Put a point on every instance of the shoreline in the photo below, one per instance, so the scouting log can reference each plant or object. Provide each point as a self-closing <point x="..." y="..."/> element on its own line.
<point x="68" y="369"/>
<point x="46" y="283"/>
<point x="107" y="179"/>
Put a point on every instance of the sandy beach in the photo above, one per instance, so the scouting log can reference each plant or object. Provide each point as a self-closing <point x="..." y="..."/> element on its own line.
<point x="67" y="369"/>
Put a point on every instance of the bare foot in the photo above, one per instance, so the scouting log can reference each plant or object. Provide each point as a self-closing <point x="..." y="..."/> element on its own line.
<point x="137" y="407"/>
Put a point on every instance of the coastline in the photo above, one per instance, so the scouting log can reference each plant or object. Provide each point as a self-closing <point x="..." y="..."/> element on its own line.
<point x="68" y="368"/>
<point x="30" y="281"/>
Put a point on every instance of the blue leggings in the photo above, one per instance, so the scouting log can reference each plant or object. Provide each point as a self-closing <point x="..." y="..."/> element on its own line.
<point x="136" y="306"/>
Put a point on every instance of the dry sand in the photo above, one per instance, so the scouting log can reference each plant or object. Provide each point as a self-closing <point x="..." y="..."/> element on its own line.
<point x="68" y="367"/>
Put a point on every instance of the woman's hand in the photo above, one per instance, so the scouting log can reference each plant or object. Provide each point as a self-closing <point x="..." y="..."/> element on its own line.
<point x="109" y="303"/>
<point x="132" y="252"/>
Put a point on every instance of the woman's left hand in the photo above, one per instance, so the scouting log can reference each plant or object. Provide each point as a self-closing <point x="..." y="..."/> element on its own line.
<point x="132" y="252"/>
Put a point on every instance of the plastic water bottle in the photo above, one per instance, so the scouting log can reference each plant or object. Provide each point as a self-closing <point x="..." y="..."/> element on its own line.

----------------

> Short task: Starting with the line that contains "Put a point on every instance of the woman's left", including that line, and ending with the final line of the material, present those lines as a numbered list with blank lines omitted.

> Result of this exercise:
1. Put a point on every instance of the woman's left hand in the photo above, one per instance, so the scouting log can reference each plant or object. Provide each point as a self-closing <point x="..." y="..."/> element on its own line.
2. <point x="132" y="252"/>
3. Put a point on every instance of the plastic water bottle in the photo above, one per instance, so the scouting log can reference each plant or object. Provide each point as a self-closing <point x="..." y="..."/> element on its own line.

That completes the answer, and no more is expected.